→ Task 1
In the passage on vibe coding, rewrite the span from "The distinction that" to "term vibe coding?", swapping "prototypes" for "mockups".
→ Task 2
Name every agentic coding tool mentioned in the passage on vibe coding.
→ Task 3
Carry on the passage on vibe coding from its final line.

→ Source extract
----
The term was popularized by Andrej Karpathy in early 2025 and named something real: with agentic tools like Claude Code, Cursor, and v0, the bottleneck shifted from writing code to specifying intent and verifying outcomes. By 2026, surveys put AI-generated code at roughly half of all new code at many companies, and "which agent fits your workflow" replaced "should we use AI" as the practical question.

The distinction that matters is stakes. Vibe coding shines where iteration speed beats rigor — prototypes, personal tools, UI exploration. It bites where unreviewed code carries real risk: anything handling money, auth, or other people's data. Professional agentic workflows split the difference — the AI writes most of the code, but tests, permission guardrails, and human review of the diff stay in the loop.

For the disciplined version of this workflow, start with What Is Claude Code? and Prompt Patterns for Coding Agents.

Frequently asked questions

Who coined the term vibe coding?
----
Extracted records
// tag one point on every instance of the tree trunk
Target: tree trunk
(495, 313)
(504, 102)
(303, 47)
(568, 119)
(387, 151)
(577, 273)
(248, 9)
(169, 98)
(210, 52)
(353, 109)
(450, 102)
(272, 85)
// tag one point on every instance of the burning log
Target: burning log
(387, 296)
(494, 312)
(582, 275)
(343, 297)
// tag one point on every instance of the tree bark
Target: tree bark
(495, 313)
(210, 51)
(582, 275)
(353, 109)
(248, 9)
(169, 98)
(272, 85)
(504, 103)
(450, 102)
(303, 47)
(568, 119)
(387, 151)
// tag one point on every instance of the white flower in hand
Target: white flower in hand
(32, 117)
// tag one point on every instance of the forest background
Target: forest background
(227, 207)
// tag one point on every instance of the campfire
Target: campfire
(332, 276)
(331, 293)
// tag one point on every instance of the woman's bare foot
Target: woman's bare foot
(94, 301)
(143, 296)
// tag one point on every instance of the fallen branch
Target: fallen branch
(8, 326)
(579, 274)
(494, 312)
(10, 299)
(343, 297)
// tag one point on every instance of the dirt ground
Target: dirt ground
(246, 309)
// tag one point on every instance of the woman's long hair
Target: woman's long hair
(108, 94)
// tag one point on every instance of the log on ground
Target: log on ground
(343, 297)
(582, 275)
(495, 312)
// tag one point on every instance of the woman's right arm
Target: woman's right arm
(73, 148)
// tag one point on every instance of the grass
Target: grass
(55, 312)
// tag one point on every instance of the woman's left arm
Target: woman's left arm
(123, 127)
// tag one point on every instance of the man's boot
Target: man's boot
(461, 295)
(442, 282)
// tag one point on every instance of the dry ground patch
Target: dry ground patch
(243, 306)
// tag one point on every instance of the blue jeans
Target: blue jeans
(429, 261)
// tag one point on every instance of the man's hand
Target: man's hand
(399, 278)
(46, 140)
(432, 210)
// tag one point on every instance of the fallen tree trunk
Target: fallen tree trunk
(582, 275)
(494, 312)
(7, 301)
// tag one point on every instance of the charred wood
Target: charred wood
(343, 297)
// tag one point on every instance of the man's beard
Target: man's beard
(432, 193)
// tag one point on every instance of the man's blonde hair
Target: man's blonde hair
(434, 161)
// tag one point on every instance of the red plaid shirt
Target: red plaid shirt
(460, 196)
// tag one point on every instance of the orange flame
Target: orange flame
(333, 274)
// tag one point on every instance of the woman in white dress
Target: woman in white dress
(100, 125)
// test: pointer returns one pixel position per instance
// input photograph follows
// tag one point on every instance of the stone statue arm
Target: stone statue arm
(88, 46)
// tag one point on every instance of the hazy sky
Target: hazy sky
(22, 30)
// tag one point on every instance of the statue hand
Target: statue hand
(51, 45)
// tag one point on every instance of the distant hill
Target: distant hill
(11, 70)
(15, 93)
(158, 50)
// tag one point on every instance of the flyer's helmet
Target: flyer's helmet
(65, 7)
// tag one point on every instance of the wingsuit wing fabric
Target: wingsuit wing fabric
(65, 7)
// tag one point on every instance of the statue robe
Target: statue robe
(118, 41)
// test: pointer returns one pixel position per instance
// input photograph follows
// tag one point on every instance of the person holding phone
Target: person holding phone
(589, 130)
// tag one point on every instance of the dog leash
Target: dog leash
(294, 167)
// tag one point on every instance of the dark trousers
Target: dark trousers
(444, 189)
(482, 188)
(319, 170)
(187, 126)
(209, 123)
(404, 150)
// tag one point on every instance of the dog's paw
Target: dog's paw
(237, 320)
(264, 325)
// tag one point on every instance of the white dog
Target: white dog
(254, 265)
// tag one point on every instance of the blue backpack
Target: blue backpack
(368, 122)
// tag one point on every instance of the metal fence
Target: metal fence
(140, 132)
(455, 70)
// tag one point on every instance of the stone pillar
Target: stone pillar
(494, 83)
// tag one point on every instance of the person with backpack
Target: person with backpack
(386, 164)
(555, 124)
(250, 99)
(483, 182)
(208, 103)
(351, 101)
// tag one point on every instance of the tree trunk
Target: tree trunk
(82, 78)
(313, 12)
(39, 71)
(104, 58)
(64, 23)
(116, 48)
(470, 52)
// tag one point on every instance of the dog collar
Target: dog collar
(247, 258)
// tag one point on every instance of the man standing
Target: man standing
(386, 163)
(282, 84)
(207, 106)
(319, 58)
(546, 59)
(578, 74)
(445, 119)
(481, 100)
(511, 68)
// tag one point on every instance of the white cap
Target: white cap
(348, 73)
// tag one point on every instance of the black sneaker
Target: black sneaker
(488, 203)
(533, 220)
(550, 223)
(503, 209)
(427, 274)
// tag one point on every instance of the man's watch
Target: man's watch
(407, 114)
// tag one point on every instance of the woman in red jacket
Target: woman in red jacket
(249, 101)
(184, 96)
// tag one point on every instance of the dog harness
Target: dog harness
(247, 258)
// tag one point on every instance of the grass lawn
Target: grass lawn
----
→ Task result 1
The distinction that matters is stakes. Vibe coding shines where iteration speed beats rigor — mockups, personal tools, UI exploration. It bites where unreviewed code carries real risk: anything handling money, auth, or other people's data. Professional agentic workflows split the difference — the AI writes most of the code, but tests, permission guardrails, and human review of the diff stay in the loop.

For the disciplined version of this workflow, start with What Is Claude Code? and Prompt Patterns for Coding Agents.

Frequently asked questions

Who coined the term vibe coding?

→ Task result 2
Claude Code, Cursor, v0

→ Task result 3
Andrej Karpathy popularized it in early 2025, describing a style of building where you 'fully give in to the vibes' — prompting an AI for code, accepting its output, and steering by running the result rather than reviewing every diff.
Is vibe coding bad practice?
It depends entirely on the stakes. For prototypes, internal tools, and exploration, it's a legitimate speed multiplier. For production systems, unreviewed AI code accumulates risk — security holes, hidden assumptions, unmaintainable structure — so professional workflows keep human review, tests, and permission guardrails in the loop even when the AI writes most of the code.